Excerpted passage »

___

408. Valid Word Abbreviation (Easy)

Given a non-empty string s and an abbreviation abbr, return whether the string matches with the given abbreviation.

A string such as "word" contains only the following valid abbreviations:

["word", "1ord", "w1rd", "wo1d", "wor1", "2rd", "w2d", "wo2", "1o1d", "1or1", "w1r1", "1o2", "2r1", "3d", "w3", "4"]

Notice that only the above abbreviations are valid abbreviations of the string "word". Any other string is not a valid abbreviation of "word".

Note:
Assume s contains only lowercase letters and abbr contains only lowercase letters and digits.

Example 1:

Given s = "internationalization", abbr = "i12iz4n":

Return true.

Example 2:

Given s = "apple", abbr = "a2e":

Return false.

Companies:
Facebook

Related Topics:
String

Similar Questions:

Solution 1.

  • class Solution {
    public boolean validWordAbbreviation(String word, String abbr) {
        List<String> abbrList = new ArrayList<String>();
        StringBuffer sb = new StringBuffer();
        int abbrLength = abbr.length();
        for (int i = 0; i < abbrLength; i++) {
            char c = abbr.charAt(i);
            if (c >= 'A') {
                if (sb.length() > 0) {
                    abbrList.add(sb.toString());
                    sb = new StringBuffer();
                }
                abbrList.add(String.valueOf(c));
            } else
                sb.append(c);
        }
        if (sb.length() > 0)

___

In the word abbreviation problem, what is returned for s = "apple" and abbr = "a2e"?

Dataset content »

___

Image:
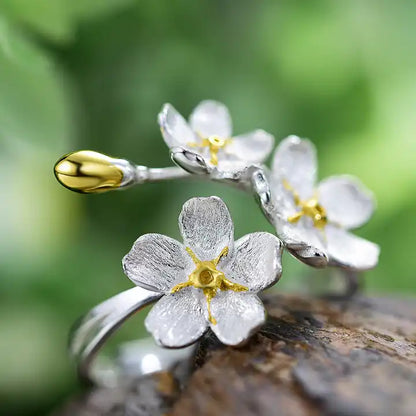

___

Answer for the task »
It returns false.